╭─ Stored records
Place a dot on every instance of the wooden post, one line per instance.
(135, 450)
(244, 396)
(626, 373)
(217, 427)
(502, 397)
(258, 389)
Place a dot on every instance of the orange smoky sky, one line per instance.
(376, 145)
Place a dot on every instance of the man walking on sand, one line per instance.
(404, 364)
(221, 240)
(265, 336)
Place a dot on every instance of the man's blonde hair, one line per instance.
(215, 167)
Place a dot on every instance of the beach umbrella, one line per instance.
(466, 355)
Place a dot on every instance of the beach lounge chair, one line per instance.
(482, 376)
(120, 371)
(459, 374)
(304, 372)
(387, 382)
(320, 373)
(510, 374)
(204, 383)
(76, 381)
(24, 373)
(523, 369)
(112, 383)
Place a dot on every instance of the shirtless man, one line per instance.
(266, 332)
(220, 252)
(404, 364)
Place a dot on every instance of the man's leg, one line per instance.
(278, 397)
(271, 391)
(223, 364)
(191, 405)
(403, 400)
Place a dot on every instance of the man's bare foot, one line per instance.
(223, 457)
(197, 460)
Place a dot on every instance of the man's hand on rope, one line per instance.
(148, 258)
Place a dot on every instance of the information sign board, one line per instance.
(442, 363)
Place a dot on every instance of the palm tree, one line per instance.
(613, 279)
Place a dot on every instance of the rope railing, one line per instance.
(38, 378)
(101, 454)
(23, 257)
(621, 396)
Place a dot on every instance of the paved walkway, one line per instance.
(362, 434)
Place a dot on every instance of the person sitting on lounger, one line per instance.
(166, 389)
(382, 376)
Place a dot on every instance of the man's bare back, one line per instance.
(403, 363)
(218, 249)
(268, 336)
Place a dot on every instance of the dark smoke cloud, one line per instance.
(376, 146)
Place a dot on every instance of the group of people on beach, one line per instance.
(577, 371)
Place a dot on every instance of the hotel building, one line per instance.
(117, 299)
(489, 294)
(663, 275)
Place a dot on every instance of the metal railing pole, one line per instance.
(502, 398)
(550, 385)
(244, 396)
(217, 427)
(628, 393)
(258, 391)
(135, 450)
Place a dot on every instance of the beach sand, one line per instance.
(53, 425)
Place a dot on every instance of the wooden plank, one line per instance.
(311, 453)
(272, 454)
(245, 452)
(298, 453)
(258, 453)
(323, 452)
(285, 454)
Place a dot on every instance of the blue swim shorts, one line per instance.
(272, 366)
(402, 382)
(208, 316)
╰─
Set exercise – Convert every line of the listing above into a Markdown table with two columns, Row and Entry. Number the rows in order and omit any blank lines.

Result of the task –
| Row | Entry |
|---|---|
| 1 | Place a dot on every instance of the wooden post, one line per instance. |
| 2 | (135, 450) |
| 3 | (244, 396) |
| 4 | (626, 373) |
| 5 | (217, 427) |
| 6 | (502, 397) |
| 7 | (258, 389) |
| 8 | Place a dot on every instance of the orange smoky sky, one line per instance. |
| 9 | (376, 145) |
| 10 | Place a dot on every instance of the man walking on sand, one line per instance. |
| 11 | (404, 364) |
| 12 | (221, 240) |
| 13 | (265, 336) |
| 14 | Place a dot on every instance of the man's blonde hair, one line per instance. |
| 15 | (215, 167) |
| 16 | Place a dot on every instance of the beach umbrella, one line per instance. |
| 17 | (466, 355) |
| 18 | Place a dot on every instance of the beach lounge chair, one line per instance. |
| 19 | (482, 376) |
| 20 | (120, 371) |
| 21 | (459, 374) |
| 22 | (304, 372) |
| 23 | (387, 382) |
| 24 | (320, 373) |
| 25 | (510, 374) |
| 26 | (204, 383) |
| 27 | (76, 381) |
| 28 | (24, 373) |
| 29 | (523, 369) |
| 30 | (112, 383) |
| 31 | Place a dot on every instance of the shirtless man, one line per instance. |
| 32 | (266, 332) |
| 33 | (220, 252) |
| 34 | (404, 364) |
| 35 | Place a dot on every instance of the man's leg, one line per instance. |
| 36 | (278, 397) |
| 37 | (271, 391) |
| 38 | (223, 364) |
| 39 | (191, 405) |
| 40 | (403, 400) |
| 41 | Place a dot on every instance of the man's bare foot, one line per instance. |
| 42 | (223, 457) |
| 43 | (197, 460) |
| 44 | Place a dot on every instance of the man's hand on rope, one line per instance. |
| 45 | (148, 258) |
| 46 | Place a dot on every instance of the information sign board, one line per instance. |
| 47 | (442, 363) |
| 48 | Place a dot on every instance of the palm tree, one line per instance. |
| 49 | (613, 279) |
| 50 | Place a dot on every instance of the rope railing, one line per instance. |
| 51 | (38, 378) |
| 52 | (101, 454) |
| 53 | (23, 257) |
| 54 | (621, 396) |
| 55 | Place a dot on every instance of the paved walkway, one line per instance. |
| 56 | (362, 434) |
| 57 | Place a dot on every instance of the person sitting on lounger, one line per instance. |
| 58 | (166, 389) |
| 59 | (382, 376) |
| 60 | Place a dot on every instance of the man's bare back, one line per instance. |
| 61 | (403, 363) |
| 62 | (218, 249) |
| 63 | (268, 336) |
| 64 | Place a dot on every instance of the dark smoke cloud, one line per instance. |
| 65 | (376, 146) |
| 66 | Place a dot on every instance of the group of people on beach, one line per instance. |
| 67 | (577, 371) |
| 68 | Place a dot on every instance of the hotel building, one line per instance. |
| 69 | (117, 299) |
| 70 | (489, 294) |
| 71 | (663, 275) |
| 72 | Place a dot on every instance of the metal railing pole, one line per instance. |
| 73 | (502, 398) |
| 74 | (550, 385) |
| 75 | (244, 396) |
| 76 | (217, 427) |
| 77 | (628, 393) |
| 78 | (258, 391) |
| 79 | (135, 450) |
| 80 | Place a dot on every instance of the beach sand, one line per instance. |
| 81 | (53, 425) |
| 82 | Place a dot on every instance of the wooden plank, one line per instance. |
| 83 | (311, 453) |
| 84 | (272, 454) |
| 85 | (245, 452) |
| 86 | (298, 453) |
| 87 | (258, 453) |
| 88 | (323, 452) |
| 89 | (285, 454) |
| 90 | Place a dot on every instance of the blue swim shorts, one line per instance. |
| 91 | (272, 366) |
| 92 | (402, 382) |
| 93 | (208, 316) |